## Begin
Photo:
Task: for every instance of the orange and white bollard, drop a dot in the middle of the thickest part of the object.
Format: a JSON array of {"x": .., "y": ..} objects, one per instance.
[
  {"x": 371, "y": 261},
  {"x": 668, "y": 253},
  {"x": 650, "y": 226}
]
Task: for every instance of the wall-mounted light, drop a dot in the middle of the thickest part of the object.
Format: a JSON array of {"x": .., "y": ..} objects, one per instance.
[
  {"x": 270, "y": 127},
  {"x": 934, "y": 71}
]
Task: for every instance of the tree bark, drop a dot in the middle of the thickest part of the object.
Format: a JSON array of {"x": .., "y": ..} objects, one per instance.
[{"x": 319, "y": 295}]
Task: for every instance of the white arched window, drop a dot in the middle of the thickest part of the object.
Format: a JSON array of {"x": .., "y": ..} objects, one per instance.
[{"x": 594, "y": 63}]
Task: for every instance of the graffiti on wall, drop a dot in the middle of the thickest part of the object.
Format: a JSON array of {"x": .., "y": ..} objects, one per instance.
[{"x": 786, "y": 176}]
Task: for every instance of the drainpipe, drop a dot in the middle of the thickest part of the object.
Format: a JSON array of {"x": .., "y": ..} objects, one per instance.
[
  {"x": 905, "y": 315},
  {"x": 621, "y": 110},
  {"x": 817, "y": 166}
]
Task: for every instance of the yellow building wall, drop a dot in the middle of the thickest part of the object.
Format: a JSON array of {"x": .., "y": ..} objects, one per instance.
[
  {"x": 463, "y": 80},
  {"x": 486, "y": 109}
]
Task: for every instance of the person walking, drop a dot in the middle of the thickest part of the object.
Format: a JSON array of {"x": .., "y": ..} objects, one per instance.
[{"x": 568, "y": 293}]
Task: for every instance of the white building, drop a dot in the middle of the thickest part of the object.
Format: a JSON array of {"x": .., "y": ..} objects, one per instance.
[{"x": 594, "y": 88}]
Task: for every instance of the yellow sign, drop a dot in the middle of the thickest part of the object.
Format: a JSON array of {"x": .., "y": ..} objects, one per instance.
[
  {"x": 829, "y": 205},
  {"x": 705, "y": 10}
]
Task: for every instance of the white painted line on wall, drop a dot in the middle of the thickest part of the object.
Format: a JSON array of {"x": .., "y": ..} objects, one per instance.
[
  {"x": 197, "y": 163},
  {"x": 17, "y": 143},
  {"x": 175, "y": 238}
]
## End
### BRIEF:
Please convert the records above into a Markdown table with the columns "Row" and "Line": number each line in "Row" and put its text in "Line", skipping blank lines.

### FINISHED EXERCISE:
| Row | Line |
|---|---|
| 1 | Photo: |
| 2 | Task: for every instance of the orange and white bollard, drop a dot in the middle of the thickest part of the object. |
| 3 | Format: a JSON array of {"x": .., "y": ..} objects, one per instance. |
| 4 | [ |
| 5 |   {"x": 371, "y": 261}, |
| 6 |   {"x": 668, "y": 253}, |
| 7 |   {"x": 650, "y": 226} |
| 8 | ] |
| 9 | Task: for every instance of the wall-mounted light, drop a dot in the middle of the thickest part of the object. |
| 10 | Format: a JSON array of {"x": .., "y": ..} objects, one per instance. |
| 11 | [ |
| 12 |   {"x": 270, "y": 127}, |
| 13 |   {"x": 934, "y": 71} |
| 14 | ] |
| 15 | Task: for every instance of the tree bark, drop a dot in the middle of the thickest part of the object. |
| 16 | Format: a JSON array of {"x": .., "y": ..} objects, one per instance. |
| 17 | [{"x": 319, "y": 295}] |
| 18 | Task: for every instance of the white arched window, drop a dot in the middle of the thickest part of the object. |
| 19 | Format: a JSON array of {"x": .., "y": ..} objects, one per instance. |
| 20 | [{"x": 594, "y": 63}] |
| 21 | Task: for every instance of the graffiti on wall, drop a dot in the middle of the thickest part of the object. |
| 22 | Format: a JSON array of {"x": .., "y": ..} objects, one per instance. |
| 23 | [{"x": 786, "y": 176}] |
| 24 | Task: for every instance of the drainpipe, drop a dot in the middle of the thickest part of the object. |
| 25 | Format: a JSON array of {"x": .., "y": ..} objects, one per instance. |
| 26 | [ |
| 27 |   {"x": 905, "y": 315}, |
| 28 |   {"x": 621, "y": 110}, |
| 29 |   {"x": 817, "y": 166} |
| 30 | ] |
| 31 | Task: for every instance of the yellow building wall, drop a dot in the middle of the thickest part of the object. |
| 32 | Format: a JSON array of {"x": .., "y": ..} objects, one per instance. |
| 33 | [ |
| 34 |   {"x": 463, "y": 80}, |
| 35 |   {"x": 486, "y": 109} |
| 36 | ] |
| 37 | Task: for every instance of the person walking, drop a dot in the middle of the thickest part of the object. |
| 38 | Format: a JSON array of {"x": .., "y": ..} objects, one per instance. |
| 39 | [{"x": 568, "y": 293}] |
| 40 | Task: for every instance of the white building, drop a dot in the middle of the thickest part of the object. |
| 41 | Format: a JSON array of {"x": .., "y": ..} objects, one per instance. |
| 42 | [{"x": 594, "y": 88}] |
| 43 | Task: for every instance of the yellow sign, drop a dot in the middle of the thickest part of the object. |
| 44 | Format: a JSON array of {"x": .., "y": ..} objects, one per instance. |
| 45 | [ |
| 46 |   {"x": 829, "y": 205}, |
| 47 |   {"x": 705, "y": 10} |
| 48 | ] |
| 49 | Task: for every instance of the white painted line on wall, drop a dot in the middle of the thickest part of the object. |
| 50 | Format: a JSON array of {"x": .., "y": ..} objects, one per instance. |
| 51 | [ |
| 52 |   {"x": 197, "y": 163}, |
| 53 |   {"x": 17, "y": 143}, |
| 54 |   {"x": 175, "y": 238} |
| 55 | ] |